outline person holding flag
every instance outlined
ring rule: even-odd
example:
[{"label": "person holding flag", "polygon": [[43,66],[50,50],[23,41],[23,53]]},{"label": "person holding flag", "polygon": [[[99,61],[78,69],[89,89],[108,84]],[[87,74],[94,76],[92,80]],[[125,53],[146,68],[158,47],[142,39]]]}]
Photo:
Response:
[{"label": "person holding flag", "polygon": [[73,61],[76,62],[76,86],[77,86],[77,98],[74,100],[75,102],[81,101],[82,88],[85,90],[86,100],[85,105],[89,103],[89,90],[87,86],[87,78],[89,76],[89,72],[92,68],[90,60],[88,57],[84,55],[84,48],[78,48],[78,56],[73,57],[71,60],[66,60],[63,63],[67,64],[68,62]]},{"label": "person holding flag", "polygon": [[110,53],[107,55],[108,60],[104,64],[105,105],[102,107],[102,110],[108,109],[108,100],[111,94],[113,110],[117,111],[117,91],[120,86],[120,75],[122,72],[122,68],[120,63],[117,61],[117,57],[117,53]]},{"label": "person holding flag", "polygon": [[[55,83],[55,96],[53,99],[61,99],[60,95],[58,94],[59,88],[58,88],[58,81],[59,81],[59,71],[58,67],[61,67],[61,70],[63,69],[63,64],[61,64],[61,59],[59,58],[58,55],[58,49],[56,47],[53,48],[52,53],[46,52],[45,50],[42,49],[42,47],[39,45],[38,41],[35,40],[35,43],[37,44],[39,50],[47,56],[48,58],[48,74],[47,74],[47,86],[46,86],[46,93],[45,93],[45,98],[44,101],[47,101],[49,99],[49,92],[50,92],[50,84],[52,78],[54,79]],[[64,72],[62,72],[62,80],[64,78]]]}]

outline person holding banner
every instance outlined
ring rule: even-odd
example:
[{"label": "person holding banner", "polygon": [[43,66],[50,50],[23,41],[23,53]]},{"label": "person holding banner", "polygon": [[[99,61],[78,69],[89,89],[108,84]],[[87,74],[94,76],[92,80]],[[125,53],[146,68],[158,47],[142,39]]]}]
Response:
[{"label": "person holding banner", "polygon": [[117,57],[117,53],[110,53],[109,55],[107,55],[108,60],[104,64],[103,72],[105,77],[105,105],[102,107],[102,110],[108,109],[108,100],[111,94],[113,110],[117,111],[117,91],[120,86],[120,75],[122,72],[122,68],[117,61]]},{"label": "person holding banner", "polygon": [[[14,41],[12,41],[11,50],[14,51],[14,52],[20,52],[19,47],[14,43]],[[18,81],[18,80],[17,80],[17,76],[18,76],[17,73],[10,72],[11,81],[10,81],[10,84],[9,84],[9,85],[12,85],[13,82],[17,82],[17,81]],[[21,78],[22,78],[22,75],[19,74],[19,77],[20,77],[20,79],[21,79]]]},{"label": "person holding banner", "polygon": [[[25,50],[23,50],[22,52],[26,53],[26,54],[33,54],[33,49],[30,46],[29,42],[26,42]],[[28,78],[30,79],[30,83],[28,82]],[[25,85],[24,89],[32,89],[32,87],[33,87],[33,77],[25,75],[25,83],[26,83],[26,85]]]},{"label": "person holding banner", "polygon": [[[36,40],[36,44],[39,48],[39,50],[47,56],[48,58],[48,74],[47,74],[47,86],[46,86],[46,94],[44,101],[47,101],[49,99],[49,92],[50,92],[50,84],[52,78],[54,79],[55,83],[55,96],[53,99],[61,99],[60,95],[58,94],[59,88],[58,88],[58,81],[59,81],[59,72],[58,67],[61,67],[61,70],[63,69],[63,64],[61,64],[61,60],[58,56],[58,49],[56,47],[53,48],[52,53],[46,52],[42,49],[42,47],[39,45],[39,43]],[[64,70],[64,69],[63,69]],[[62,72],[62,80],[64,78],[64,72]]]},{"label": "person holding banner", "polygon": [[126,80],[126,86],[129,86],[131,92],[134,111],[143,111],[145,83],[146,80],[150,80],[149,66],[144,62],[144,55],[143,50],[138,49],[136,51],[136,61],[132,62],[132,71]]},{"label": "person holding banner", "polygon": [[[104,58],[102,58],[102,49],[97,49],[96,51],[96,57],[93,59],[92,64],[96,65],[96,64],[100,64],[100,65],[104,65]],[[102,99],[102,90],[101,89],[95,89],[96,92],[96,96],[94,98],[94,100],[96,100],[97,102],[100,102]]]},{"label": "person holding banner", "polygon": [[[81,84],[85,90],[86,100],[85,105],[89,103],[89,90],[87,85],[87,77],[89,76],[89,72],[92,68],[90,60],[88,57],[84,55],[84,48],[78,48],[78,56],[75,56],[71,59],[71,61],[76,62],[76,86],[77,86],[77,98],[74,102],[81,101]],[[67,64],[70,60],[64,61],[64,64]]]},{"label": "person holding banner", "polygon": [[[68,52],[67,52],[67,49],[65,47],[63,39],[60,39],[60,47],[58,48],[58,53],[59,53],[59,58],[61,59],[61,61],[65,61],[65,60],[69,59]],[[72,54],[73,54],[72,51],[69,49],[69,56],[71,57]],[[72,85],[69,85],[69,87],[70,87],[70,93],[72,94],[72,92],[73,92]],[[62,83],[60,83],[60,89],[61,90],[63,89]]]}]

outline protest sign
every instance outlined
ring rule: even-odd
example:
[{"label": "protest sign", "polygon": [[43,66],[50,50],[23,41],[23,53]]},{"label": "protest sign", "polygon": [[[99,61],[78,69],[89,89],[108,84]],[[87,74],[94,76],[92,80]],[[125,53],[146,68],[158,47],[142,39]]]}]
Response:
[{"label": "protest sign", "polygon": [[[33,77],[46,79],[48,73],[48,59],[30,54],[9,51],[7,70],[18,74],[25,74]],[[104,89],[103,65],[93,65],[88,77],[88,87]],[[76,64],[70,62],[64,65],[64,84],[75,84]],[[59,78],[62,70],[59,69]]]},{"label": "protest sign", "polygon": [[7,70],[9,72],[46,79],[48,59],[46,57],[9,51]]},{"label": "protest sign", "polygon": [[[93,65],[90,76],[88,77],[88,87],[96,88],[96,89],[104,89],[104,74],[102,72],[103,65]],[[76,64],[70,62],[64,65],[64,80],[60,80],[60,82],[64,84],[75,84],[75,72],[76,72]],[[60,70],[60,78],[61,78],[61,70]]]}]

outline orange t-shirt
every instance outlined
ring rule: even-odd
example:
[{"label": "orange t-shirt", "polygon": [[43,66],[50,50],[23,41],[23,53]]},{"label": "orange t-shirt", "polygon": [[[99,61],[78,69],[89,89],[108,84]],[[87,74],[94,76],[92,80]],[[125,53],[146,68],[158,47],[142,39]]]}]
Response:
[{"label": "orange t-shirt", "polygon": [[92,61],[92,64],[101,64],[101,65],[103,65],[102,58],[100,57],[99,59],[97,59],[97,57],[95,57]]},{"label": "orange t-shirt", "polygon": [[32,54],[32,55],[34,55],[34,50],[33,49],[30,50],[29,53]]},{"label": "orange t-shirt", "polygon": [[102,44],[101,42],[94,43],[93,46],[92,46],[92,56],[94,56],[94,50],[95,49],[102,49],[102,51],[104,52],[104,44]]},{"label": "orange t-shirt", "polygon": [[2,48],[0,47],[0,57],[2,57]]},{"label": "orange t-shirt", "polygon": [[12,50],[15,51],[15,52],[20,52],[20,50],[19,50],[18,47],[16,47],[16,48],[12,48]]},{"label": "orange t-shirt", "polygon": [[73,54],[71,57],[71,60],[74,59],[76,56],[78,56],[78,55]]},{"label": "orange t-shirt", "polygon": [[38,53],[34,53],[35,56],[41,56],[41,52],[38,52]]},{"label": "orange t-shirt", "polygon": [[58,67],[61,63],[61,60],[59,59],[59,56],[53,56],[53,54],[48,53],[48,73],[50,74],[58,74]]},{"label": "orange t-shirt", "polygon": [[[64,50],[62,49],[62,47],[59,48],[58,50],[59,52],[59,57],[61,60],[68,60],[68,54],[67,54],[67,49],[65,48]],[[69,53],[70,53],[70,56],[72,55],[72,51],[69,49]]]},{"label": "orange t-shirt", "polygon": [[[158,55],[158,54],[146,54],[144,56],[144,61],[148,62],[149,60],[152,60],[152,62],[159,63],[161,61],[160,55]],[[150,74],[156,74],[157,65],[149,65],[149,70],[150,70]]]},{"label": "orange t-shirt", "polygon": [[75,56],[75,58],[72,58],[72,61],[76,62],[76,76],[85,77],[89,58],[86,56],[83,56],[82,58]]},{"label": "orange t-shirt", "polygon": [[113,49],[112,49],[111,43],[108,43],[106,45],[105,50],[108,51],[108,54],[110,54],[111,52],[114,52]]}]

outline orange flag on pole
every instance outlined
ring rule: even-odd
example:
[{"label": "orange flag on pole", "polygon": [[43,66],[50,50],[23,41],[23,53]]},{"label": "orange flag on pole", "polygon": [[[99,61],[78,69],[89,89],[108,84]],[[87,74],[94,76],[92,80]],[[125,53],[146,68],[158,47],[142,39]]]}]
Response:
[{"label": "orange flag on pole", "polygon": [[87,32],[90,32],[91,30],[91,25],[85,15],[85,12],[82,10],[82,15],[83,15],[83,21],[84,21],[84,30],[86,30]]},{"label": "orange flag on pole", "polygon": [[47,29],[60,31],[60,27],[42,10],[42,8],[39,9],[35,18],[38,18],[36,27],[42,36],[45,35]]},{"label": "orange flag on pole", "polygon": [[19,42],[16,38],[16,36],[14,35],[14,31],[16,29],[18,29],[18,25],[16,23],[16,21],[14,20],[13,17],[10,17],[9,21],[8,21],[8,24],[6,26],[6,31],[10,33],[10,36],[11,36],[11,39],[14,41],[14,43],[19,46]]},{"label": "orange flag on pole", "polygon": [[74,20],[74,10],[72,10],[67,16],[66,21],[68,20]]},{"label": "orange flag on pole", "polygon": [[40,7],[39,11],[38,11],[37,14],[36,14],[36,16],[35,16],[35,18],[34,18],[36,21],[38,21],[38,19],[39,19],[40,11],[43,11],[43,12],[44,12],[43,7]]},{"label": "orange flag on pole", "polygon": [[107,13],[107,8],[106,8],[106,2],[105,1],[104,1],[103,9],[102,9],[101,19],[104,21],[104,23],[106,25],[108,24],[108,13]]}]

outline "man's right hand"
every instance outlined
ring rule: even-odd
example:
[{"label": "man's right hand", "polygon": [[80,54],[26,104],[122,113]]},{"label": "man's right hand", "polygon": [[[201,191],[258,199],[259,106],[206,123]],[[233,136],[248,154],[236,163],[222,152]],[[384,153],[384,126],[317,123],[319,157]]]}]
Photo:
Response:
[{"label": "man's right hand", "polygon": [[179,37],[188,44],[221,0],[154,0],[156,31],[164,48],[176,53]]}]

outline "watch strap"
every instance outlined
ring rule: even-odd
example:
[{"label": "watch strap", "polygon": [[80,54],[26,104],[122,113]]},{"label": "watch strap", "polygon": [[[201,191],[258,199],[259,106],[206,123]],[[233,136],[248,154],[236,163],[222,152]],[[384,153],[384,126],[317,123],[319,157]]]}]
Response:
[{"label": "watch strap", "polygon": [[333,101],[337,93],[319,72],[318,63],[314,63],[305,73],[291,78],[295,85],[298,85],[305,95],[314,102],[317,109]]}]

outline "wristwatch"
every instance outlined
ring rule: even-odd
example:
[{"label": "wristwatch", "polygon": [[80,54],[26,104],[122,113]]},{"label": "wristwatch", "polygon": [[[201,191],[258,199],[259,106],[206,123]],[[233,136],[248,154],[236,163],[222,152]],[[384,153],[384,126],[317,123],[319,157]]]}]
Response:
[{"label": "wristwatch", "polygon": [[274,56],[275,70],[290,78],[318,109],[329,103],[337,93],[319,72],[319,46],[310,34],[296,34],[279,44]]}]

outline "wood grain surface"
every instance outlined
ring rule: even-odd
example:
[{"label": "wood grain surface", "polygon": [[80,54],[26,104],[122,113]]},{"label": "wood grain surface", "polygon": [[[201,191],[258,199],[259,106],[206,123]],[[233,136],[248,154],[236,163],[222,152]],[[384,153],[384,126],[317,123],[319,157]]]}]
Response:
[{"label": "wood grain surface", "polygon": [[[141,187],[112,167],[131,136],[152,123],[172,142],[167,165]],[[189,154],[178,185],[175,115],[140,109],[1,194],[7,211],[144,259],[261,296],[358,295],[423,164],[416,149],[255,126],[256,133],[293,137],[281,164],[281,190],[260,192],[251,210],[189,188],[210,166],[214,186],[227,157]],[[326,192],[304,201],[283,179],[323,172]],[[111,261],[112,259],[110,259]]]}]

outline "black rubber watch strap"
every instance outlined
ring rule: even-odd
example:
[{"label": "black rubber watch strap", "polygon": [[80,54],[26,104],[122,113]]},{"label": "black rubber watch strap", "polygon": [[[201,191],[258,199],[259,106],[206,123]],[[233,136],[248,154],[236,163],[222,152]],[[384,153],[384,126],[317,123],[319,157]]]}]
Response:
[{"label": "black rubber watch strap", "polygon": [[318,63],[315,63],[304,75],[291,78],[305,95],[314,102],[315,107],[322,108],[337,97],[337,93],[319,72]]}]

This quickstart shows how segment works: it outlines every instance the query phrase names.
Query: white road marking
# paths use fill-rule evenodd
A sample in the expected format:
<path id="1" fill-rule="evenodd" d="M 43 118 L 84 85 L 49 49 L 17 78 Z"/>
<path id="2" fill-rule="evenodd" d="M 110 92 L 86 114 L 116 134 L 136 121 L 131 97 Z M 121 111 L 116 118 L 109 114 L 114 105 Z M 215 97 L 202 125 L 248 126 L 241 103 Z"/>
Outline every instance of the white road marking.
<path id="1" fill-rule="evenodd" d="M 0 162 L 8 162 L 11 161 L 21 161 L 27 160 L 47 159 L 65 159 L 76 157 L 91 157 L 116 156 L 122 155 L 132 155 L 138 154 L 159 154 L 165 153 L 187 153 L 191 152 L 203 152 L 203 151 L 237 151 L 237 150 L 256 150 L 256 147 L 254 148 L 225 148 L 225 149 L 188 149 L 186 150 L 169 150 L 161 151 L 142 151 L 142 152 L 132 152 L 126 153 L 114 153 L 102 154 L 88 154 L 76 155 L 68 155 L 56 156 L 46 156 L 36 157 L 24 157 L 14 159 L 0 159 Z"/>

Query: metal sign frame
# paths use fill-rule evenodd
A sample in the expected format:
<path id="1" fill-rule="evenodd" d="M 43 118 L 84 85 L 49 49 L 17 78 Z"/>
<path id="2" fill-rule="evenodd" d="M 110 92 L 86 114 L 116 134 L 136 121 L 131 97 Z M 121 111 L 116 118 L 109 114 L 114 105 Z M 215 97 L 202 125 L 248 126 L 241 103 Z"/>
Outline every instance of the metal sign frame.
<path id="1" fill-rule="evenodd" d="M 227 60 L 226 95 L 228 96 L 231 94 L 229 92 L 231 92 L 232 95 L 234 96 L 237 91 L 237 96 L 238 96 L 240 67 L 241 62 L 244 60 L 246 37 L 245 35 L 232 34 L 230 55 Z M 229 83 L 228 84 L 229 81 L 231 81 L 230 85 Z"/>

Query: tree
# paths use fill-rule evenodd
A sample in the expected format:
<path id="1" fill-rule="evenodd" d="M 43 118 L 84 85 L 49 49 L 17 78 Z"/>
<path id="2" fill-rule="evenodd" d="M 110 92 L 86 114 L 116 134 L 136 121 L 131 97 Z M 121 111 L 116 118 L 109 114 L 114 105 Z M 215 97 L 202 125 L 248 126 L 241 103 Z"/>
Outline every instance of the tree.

## THE REQUEST
Copy out verbatim the part of the lines that opens with the line containing "Query: metal sign frame" and runs through the end of the lines, both ends included.

## THE RESULT
Query: metal sign frame
# paths use fill-rule evenodd
A sample in the expected format:
<path id="1" fill-rule="evenodd" d="M 43 118 L 84 85 L 49 49 L 17 78 Z"/>
<path id="2" fill-rule="evenodd" d="M 110 92 L 86 114 L 116 134 L 136 121 L 131 97 Z M 121 111 L 116 118 L 109 114 L 114 105 Z M 215 97 L 202 125 L 248 126 L 241 103 Z"/>
Outline every instance of the metal sign frame.
<path id="1" fill-rule="evenodd" d="M 227 60 L 226 95 L 228 96 L 231 94 L 229 92 L 231 92 L 232 95 L 234 96 L 237 91 L 237 96 L 238 96 L 240 67 L 241 62 L 244 60 L 246 37 L 245 35 L 232 34 L 230 55 Z M 229 83 L 228 84 L 229 81 L 231 81 L 230 85 Z"/>

Query: tree
# paths use fill-rule evenodd
A sample in the expected format:
<path id="1" fill-rule="evenodd" d="M 43 118 L 84 85 L 49 49 L 17 78 Z"/>
<path id="2" fill-rule="evenodd" d="M 110 92 L 86 114 L 116 134 L 136 121 L 131 97 Z M 121 111 L 116 118 L 109 114 L 114 105 Z M 215 97 L 202 125 L 248 126 L 241 103 Z"/>
Outline every instance of the tree.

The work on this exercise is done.